• _Text excerpt_
%%

VH Commodore SS: The Cop Car that won Bathurst

27 May 2014
This spectacular shot of HDT’s 1983 Bathurst-winning VH SS hammering through The Dipper on two wheels really captures the raw excitement of the late Group C era. These cars looked so tough yet never strayed too far from the road cars on which they were based. And as you can see, their fat race tyres were generating plenty of lateral grip.

“It’s a police car without a siren!” was how Peter Brock described his new VH Commodore SS race car to the press when it was under construction in June 1982. What may have seemed a flippant one-liner in Auto Action was in fact a succinct and accurate summation of how a no-frills road car had served as the starting point for an HDT race car that would win two Bathurst 1000s.

Released in September 1982, the VH SS combined the two best elements of Holden’s V8 police pursuit special – high power with low weight. The Confederation of Australian Motor Sport (CAMS) approved it as the production car basis for Holden’s new race car.

%%

• _Task goal_
Reproduce the VH Commodore SS article word for word, everything from "27 May 2014" down to "two Bathurst 1000s.". Work only from the article above.

• _Extracted records_
%%

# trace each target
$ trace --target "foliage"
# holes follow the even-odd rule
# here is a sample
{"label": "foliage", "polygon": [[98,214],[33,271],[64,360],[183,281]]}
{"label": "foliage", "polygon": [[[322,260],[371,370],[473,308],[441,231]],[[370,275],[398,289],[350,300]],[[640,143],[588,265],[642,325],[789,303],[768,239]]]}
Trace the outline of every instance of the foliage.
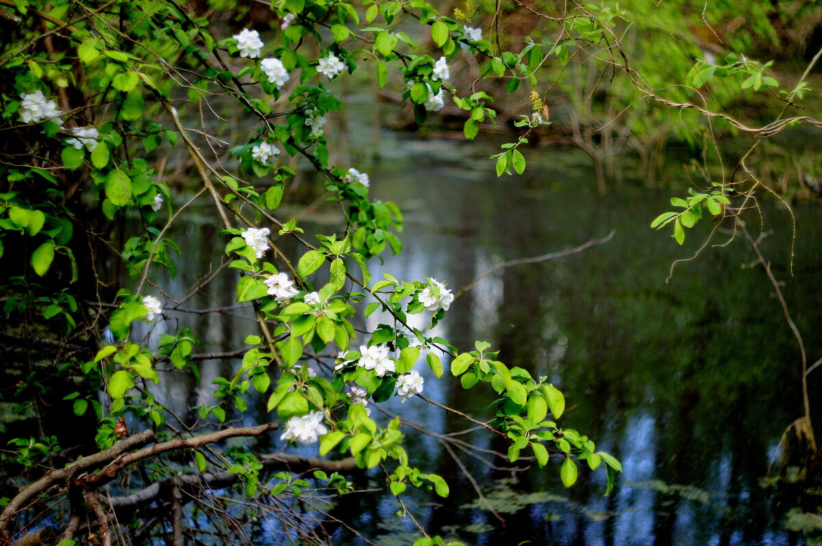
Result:
{"label": "foliage", "polygon": [[[755,2],[754,11],[766,3]],[[135,485],[147,487],[188,462],[203,475],[223,470],[254,502],[243,514],[247,518],[255,510],[264,512],[271,498],[287,499],[289,512],[296,513],[301,508],[295,499],[302,502],[316,490],[327,488],[342,496],[353,489],[330,466],[313,475],[314,483],[288,472],[269,477],[266,472],[279,462],[248,445],[218,451],[198,444],[186,451],[190,442],[212,438],[197,435],[200,429],[231,431],[219,424],[249,415],[249,404],[260,400],[282,424],[280,439],[318,442],[322,457],[333,456],[321,465],[331,465],[339,454],[359,469],[381,472],[400,512],[412,519],[400,497],[409,485],[441,497],[450,489],[442,477],[417,466],[421,454],[409,452],[402,415],[386,422],[372,418],[373,406],[395,396],[430,401],[504,438],[509,462],[533,454],[566,487],[577,481],[579,461],[592,470],[604,468],[607,493],[621,469],[592,439],[558,424],[565,398],[547,377],[506,364],[505,356],[487,342],[460,350],[431,332],[455,298],[446,283],[402,280],[402,272],[384,273],[372,282],[372,259],[402,251],[403,213],[398,204],[371,198],[367,173],[335,164],[335,142],[326,126],[346,106],[335,80],[367,72],[381,89],[399,89],[419,125],[448,100],[461,116],[467,140],[496,125],[495,89],[516,96],[527,88],[528,107],[514,123],[520,132],[492,156],[497,176],[524,172],[522,150],[552,123],[548,104],[556,93],[568,99],[563,115],[571,119],[577,144],[598,164],[625,143],[642,154],[671,135],[716,148],[706,120],[759,139],[798,123],[820,125],[810,117],[783,118],[810,89],[800,80],[792,91],[775,93],[783,85],[773,75],[774,65],[741,56],[750,40],[729,39],[736,50],[717,61],[702,54],[699,40],[682,46],[672,37],[671,21],[681,11],[690,24],[706,21],[704,10],[684,0],[663,2],[655,11],[640,2],[604,2],[574,5],[562,13],[553,6],[517,3],[525,16],[550,22],[534,26],[521,44],[500,31],[507,14],[481,15],[473,2],[455,11],[455,17],[424,0],[365,0],[362,6],[336,0],[212,2],[233,10],[229,19],[241,21],[231,30],[216,21],[216,11],[174,0],[0,0],[0,5],[17,23],[7,29],[9,38],[0,49],[0,129],[7,135],[0,150],[0,256],[6,264],[6,320],[16,324],[8,329],[21,347],[16,369],[35,366],[25,386],[59,392],[73,413],[95,428],[90,435],[99,449],[123,445],[115,441],[127,436],[129,427],[180,440],[168,443],[169,451],[177,452],[169,458],[148,462],[155,453],[145,452],[142,458],[137,455],[142,452],[132,453],[145,470],[139,477],[129,474]],[[730,17],[739,9],[723,6],[709,16]],[[267,23],[267,28],[254,25],[266,29],[261,34],[246,21],[257,10]],[[483,29],[460,22],[474,16],[493,20],[486,30],[490,39]],[[776,33],[765,20],[756,19],[752,35],[774,40]],[[651,34],[657,39],[644,53],[639,46]],[[478,67],[482,89],[455,84],[450,70],[458,59]],[[730,105],[754,93],[770,93],[784,105],[776,121],[759,129],[727,113]],[[242,112],[242,122],[227,126],[223,115],[233,112]],[[593,130],[623,112],[627,121],[619,126]],[[186,187],[173,180],[173,169],[196,181]],[[294,200],[290,190],[307,171],[316,174],[314,186],[325,190],[323,198],[337,204],[342,226],[313,238],[305,235],[304,223],[285,219]],[[734,179],[737,171],[746,177]],[[602,177],[599,182],[604,192]],[[695,224],[704,209],[717,219],[737,222],[737,211],[763,186],[745,158],[729,180],[706,176],[704,186],[686,199],[672,200],[682,210],[664,213],[652,227],[672,226],[682,244],[685,228]],[[732,206],[740,198],[742,205]],[[169,232],[201,199],[213,204],[217,223],[217,235],[202,244],[224,249],[227,260],[217,272],[203,272],[191,290],[229,276],[232,303],[253,316],[257,329],[242,333],[250,346],[241,355],[215,356],[241,360],[213,379],[215,403],[191,408],[198,415],[192,423],[175,415],[158,389],[167,373],[201,380],[200,357],[193,351],[207,334],[182,325],[152,340],[141,331],[145,323],[179,310],[188,297],[175,299],[172,288],[178,261],[191,250]],[[130,281],[103,265],[111,259]],[[363,329],[378,310],[382,322]],[[424,316],[430,326],[413,328],[409,315]],[[30,339],[41,340],[42,346],[30,348]],[[55,346],[59,351],[48,349]],[[464,389],[492,392],[490,420],[423,397],[415,369],[423,359],[439,380],[459,377]],[[48,384],[41,385],[41,378],[48,378]],[[268,432],[256,428],[248,435]],[[53,440],[13,442],[20,452],[11,461],[25,466],[34,453],[53,458],[58,451]],[[95,487],[124,470],[116,461],[107,463],[105,474],[82,480],[70,476],[65,484],[70,496],[85,492],[104,537],[109,522],[96,509]],[[85,510],[70,504],[74,516]],[[13,532],[10,524],[18,510],[12,498],[0,516],[0,534]],[[176,517],[174,529],[181,530],[182,516]],[[64,535],[73,536],[74,531]],[[427,536],[419,542],[443,543]]]}

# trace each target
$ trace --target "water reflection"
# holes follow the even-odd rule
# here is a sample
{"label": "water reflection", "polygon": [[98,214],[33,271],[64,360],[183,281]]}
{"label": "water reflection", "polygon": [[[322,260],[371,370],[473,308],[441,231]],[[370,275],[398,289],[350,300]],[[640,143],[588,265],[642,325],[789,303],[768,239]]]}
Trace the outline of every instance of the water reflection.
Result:
{"label": "water reflection", "polygon": [[[420,455],[418,464],[451,484],[447,503],[419,493],[408,495],[432,532],[483,544],[802,543],[801,532],[784,525],[797,501],[760,484],[782,432],[800,415],[796,344],[762,272],[741,268],[753,258],[740,241],[709,249],[678,266],[666,283],[670,264],[695,247],[681,250],[647,228],[664,208],[663,195],[626,189],[607,200],[593,198],[580,190],[591,176],[580,167],[584,158],[567,150],[534,153],[528,158],[527,177],[497,180],[478,172],[458,145],[384,136],[386,158],[370,169],[373,195],[400,202],[413,195],[418,200],[406,211],[403,254],[374,264],[376,278],[384,271],[404,280],[433,277],[459,290],[500,260],[562,250],[616,230],[611,243],[583,254],[487,276],[455,302],[432,333],[463,348],[475,339],[487,341],[510,365],[547,375],[568,397],[565,425],[578,428],[622,461],[617,489],[601,496],[602,472],[583,470],[580,484],[566,491],[557,465],[512,475],[461,453],[460,461],[504,512],[503,525],[474,502],[470,483],[441,443],[412,434],[409,452]],[[471,153],[482,155],[475,149]],[[822,301],[818,291],[807,287],[819,274],[820,241],[811,228],[822,218],[816,208],[798,212],[796,277],[790,278],[785,264],[790,233],[785,213],[764,211],[769,227],[775,228],[764,245],[778,278],[787,282],[786,297],[813,349],[822,346],[822,332],[814,328]],[[303,227],[309,235],[319,229]],[[691,242],[709,227],[697,227]],[[187,256],[172,285],[175,297],[197,276],[219,267],[219,250],[196,244],[208,229],[195,216],[176,236]],[[229,305],[232,283],[230,276],[218,277],[185,308]],[[226,351],[240,348],[232,344],[255,333],[252,319],[242,309],[220,315],[170,312],[168,326],[189,326],[204,340],[199,351]],[[413,317],[413,324],[423,327],[427,319]],[[372,329],[380,323],[390,323],[390,317],[375,314],[362,326]],[[161,383],[162,397],[181,413],[189,405],[214,404],[210,380],[231,374],[236,365],[204,360],[199,386],[173,372]],[[424,362],[418,365],[426,395],[484,415],[487,391],[466,396],[449,376],[437,381]],[[258,397],[254,411],[243,416],[247,424],[265,413],[265,397]],[[416,399],[393,401],[386,410],[436,433],[466,428],[459,418]],[[483,448],[506,450],[495,438],[470,438]],[[282,445],[276,435],[267,443],[272,448]],[[315,455],[316,447],[302,449]],[[370,484],[384,485],[378,476]],[[407,538],[411,544],[413,526],[396,519],[390,496],[357,497],[346,504],[352,524],[371,539],[399,544]],[[518,509],[506,512],[501,507]],[[261,540],[275,544],[276,536],[264,533]],[[344,530],[335,539],[359,544]]]}

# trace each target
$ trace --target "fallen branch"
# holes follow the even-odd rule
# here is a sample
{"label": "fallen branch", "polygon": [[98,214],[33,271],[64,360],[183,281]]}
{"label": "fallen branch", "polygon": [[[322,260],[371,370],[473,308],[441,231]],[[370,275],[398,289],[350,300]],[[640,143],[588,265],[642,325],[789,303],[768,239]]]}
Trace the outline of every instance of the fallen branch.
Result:
{"label": "fallen branch", "polygon": [[199,447],[207,443],[216,443],[229,438],[238,436],[259,436],[271,430],[276,430],[279,425],[276,423],[267,423],[256,427],[231,427],[213,432],[210,434],[195,436],[194,438],[182,438],[177,440],[169,440],[163,443],[158,443],[150,447],[141,449],[138,452],[126,453],[106,465],[100,470],[85,476],[81,476],[76,481],[84,488],[89,489],[106,484],[114,478],[122,469],[138,461],[147,459],[155,455],[159,455],[166,452],[178,449],[189,449]]}
{"label": "fallen branch", "polygon": [[49,470],[37,481],[29,484],[21,489],[20,493],[6,505],[2,513],[0,514],[0,537],[7,537],[8,525],[12,519],[20,510],[20,507],[31,498],[46,491],[53,485],[66,483],[81,472],[113,461],[136,447],[150,443],[156,438],[153,430],[144,430],[139,434],[117,442],[109,449],[83,457],[65,468]]}
{"label": "fallen branch", "polygon": [[[287,470],[300,474],[312,469],[326,472],[339,472],[352,474],[362,469],[357,466],[353,457],[339,461],[326,461],[316,457],[305,457],[300,455],[275,453],[261,457],[261,463],[266,471]],[[206,472],[203,474],[190,474],[183,476],[173,476],[159,482],[151,484],[148,487],[123,497],[101,497],[100,502],[113,510],[118,519],[127,517],[134,512],[145,508],[163,498],[171,498],[176,489],[181,493],[187,495],[183,498],[191,498],[202,489],[222,489],[233,485],[239,481],[239,475],[227,471]]]}
{"label": "fallen branch", "polygon": [[610,233],[608,233],[607,236],[605,236],[602,239],[591,239],[588,242],[583,243],[579,246],[575,246],[574,248],[566,249],[565,250],[560,250],[558,252],[549,252],[548,254],[543,254],[541,256],[534,256],[533,258],[520,258],[519,259],[510,259],[507,262],[500,262],[499,264],[491,268],[484,273],[483,273],[482,275],[480,275],[479,277],[473,279],[469,283],[460,288],[459,291],[454,295],[454,299],[456,300],[458,297],[459,297],[465,292],[469,291],[469,290],[472,290],[478,284],[479,284],[479,282],[482,281],[483,278],[493,275],[500,269],[504,269],[505,268],[508,268],[512,265],[522,265],[523,264],[538,264],[539,262],[544,262],[547,259],[553,259],[554,258],[562,258],[563,256],[568,256],[572,254],[582,252],[585,249],[589,248],[591,246],[594,246],[596,245],[603,245],[607,243],[607,241],[611,241],[613,238],[615,233],[616,233],[616,231],[612,231]]}

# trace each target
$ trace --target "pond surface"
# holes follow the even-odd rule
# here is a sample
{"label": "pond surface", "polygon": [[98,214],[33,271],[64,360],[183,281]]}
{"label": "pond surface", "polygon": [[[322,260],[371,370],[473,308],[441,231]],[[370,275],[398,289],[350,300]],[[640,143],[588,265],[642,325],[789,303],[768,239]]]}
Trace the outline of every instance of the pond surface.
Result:
{"label": "pond surface", "polygon": [[[384,264],[373,260],[375,278],[383,271],[405,280],[433,277],[456,291],[500,260],[562,250],[615,231],[609,242],[584,252],[499,269],[457,299],[436,330],[462,349],[487,341],[510,366],[548,376],[568,401],[561,425],[577,429],[621,461],[624,473],[614,492],[603,496],[602,470],[580,467],[580,482],[566,490],[559,461],[540,470],[533,461],[520,461],[522,470],[511,471],[458,450],[457,462],[438,439],[412,432],[409,451],[423,455],[417,463],[450,484],[446,500],[408,495],[409,509],[424,526],[469,544],[822,544],[816,516],[822,497],[775,484],[779,471],[798,470],[781,463],[779,443],[802,415],[801,363],[762,268],[750,267],[755,255],[744,240],[708,247],[672,275],[674,260],[693,255],[713,224],[704,220],[679,247],[668,233],[649,227],[670,195],[626,186],[600,199],[584,154],[531,149],[524,176],[496,178],[487,160],[496,145],[420,140],[388,131],[381,142],[381,160],[361,170],[371,175],[372,196],[406,204],[405,247],[399,256],[385,256]],[[764,229],[773,233],[762,247],[784,282],[812,363],[822,356],[822,241],[815,229],[822,211],[811,204],[797,206],[795,213],[793,276],[791,217],[778,204],[764,204]],[[756,223],[756,214],[750,220]],[[307,221],[303,227],[308,235],[329,229]],[[173,296],[186,293],[197,275],[224,258],[219,249],[196,244],[213,229],[210,218],[194,215],[175,236],[186,259],[172,282]],[[728,234],[714,236],[716,242],[728,240]],[[227,276],[185,307],[229,305],[233,295]],[[169,317],[160,329],[189,326],[206,340],[201,352],[236,350],[232,343],[255,333],[247,310]],[[373,328],[381,321],[388,319],[375,314],[363,326]],[[178,411],[214,403],[210,380],[235,365],[204,361],[200,386],[171,375],[160,383],[164,397]],[[418,367],[427,397],[487,418],[490,389],[466,393],[450,375],[437,381],[424,363]],[[819,385],[815,374],[822,370],[810,375],[812,404]],[[266,418],[264,400],[255,408],[242,417],[249,424]],[[469,424],[418,399],[387,410],[434,433]],[[483,449],[506,450],[487,435],[466,439]],[[276,434],[263,444],[282,446]],[[316,455],[316,447],[304,452]],[[483,491],[484,504],[462,467]],[[368,485],[385,483],[375,475]],[[354,495],[335,510],[376,544],[411,544],[418,535],[408,518],[396,517],[397,509],[390,495]],[[281,544],[280,530],[264,525],[259,544]],[[343,529],[335,541],[364,544]]]}

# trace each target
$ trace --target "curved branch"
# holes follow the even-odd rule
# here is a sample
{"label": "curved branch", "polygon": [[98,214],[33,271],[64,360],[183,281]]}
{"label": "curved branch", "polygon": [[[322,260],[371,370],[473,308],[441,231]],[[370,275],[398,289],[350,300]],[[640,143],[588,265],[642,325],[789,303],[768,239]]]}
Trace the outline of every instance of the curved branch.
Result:
{"label": "curved branch", "polygon": [[12,522],[12,519],[21,507],[31,498],[46,491],[53,485],[65,483],[85,470],[113,461],[132,449],[150,443],[156,438],[153,430],[144,430],[139,434],[117,442],[105,451],[83,457],[65,468],[50,470],[37,481],[29,484],[20,490],[20,493],[9,502],[2,513],[0,514],[0,537],[8,535],[8,525]]}

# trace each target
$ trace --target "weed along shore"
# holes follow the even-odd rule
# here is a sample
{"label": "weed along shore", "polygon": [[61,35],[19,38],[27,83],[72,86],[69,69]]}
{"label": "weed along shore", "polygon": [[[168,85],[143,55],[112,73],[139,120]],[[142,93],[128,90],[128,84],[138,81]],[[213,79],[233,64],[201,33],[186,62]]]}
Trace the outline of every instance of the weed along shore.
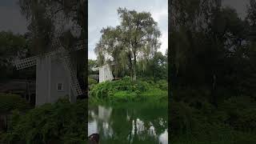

%%

• _Full answer_
27 May 2014
This spectacular shot of HDT’s 1983 Bathurst-winning VH SS hammering through The Dipper on two wheels really captures the raw excitement of the late Group C era. These cars looked so tough yet never strayed too far from the road cars on which they were based. And as you can see, their fat race tyres were generating plenty of lateral grip.

“It’s a police car without a siren!” was how Peter Brock described his new VH Commodore SS race car to the press when it was under construction in June 1982. What may have seemed a flippant one-liner in Auto Action was in fact a succinct and accurate summation of how a no-frills road car had served as the starting point for an HDT race car that would win two Bathurst 1000s.